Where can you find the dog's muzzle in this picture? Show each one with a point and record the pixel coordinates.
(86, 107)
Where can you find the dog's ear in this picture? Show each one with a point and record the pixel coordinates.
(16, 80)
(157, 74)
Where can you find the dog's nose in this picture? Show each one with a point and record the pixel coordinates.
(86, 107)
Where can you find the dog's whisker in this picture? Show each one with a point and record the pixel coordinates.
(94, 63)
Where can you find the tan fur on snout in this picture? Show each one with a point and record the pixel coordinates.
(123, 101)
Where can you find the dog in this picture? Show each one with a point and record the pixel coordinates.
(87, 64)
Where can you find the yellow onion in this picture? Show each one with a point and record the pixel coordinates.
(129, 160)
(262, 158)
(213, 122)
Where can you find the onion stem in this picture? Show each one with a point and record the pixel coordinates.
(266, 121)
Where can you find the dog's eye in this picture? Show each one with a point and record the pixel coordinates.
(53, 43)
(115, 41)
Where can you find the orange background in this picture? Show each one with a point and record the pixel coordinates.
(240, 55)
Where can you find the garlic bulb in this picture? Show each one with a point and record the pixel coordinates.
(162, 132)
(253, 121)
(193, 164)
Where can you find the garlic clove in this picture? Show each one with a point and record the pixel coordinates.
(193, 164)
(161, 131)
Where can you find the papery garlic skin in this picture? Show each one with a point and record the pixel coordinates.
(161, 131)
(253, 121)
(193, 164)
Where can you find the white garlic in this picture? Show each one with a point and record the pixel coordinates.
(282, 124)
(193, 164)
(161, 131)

# # # # #

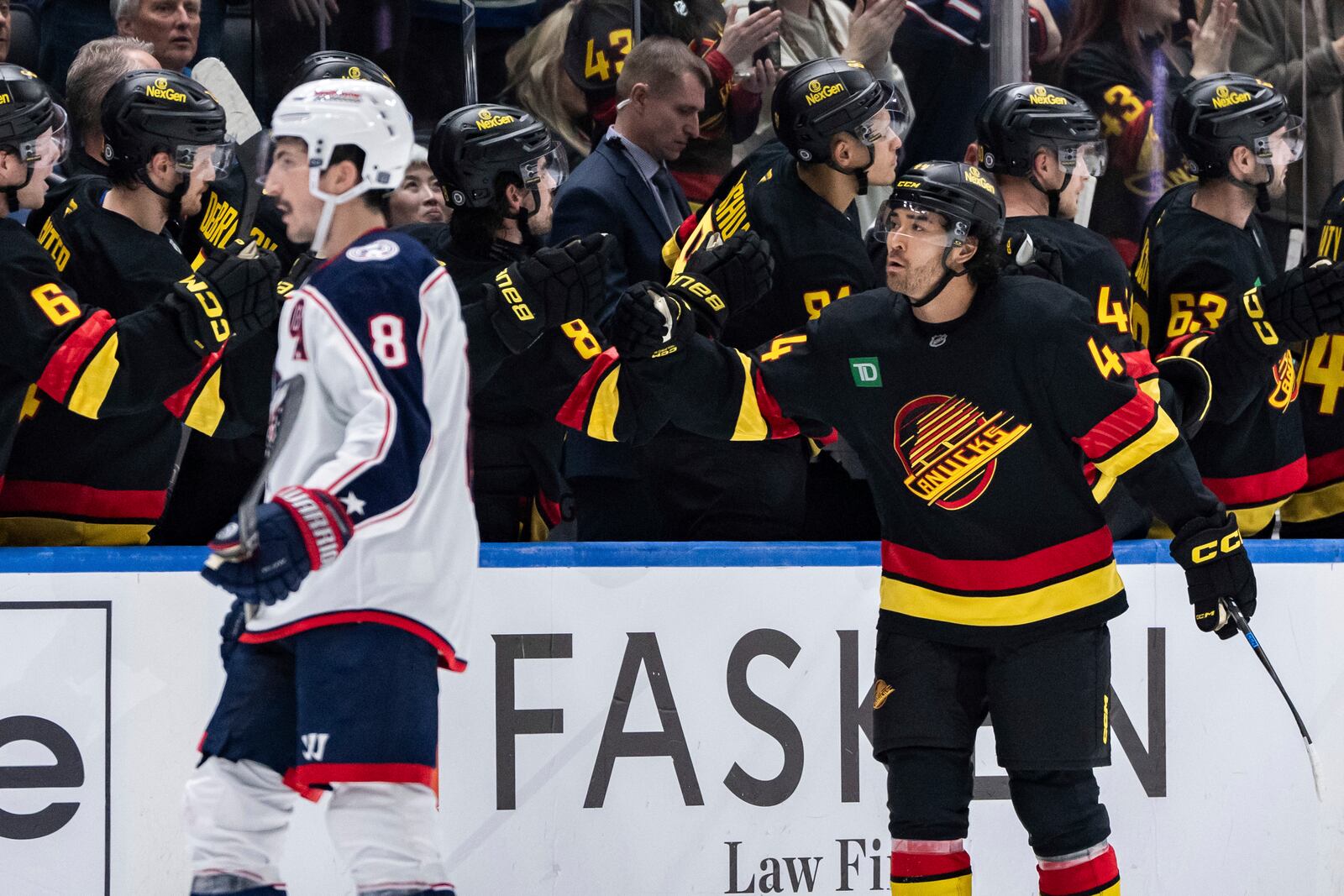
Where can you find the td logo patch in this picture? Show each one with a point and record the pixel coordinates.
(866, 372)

# # # # #

Please list each line in the items above that contains the string "onion". Case counts.

Task response:
Where can you find the yellow onion in this picture? Show each one with a point and record the pixel coordinates.
Where can you find the onion stem in this picture? Show each one with a point and record the pixel coordinates.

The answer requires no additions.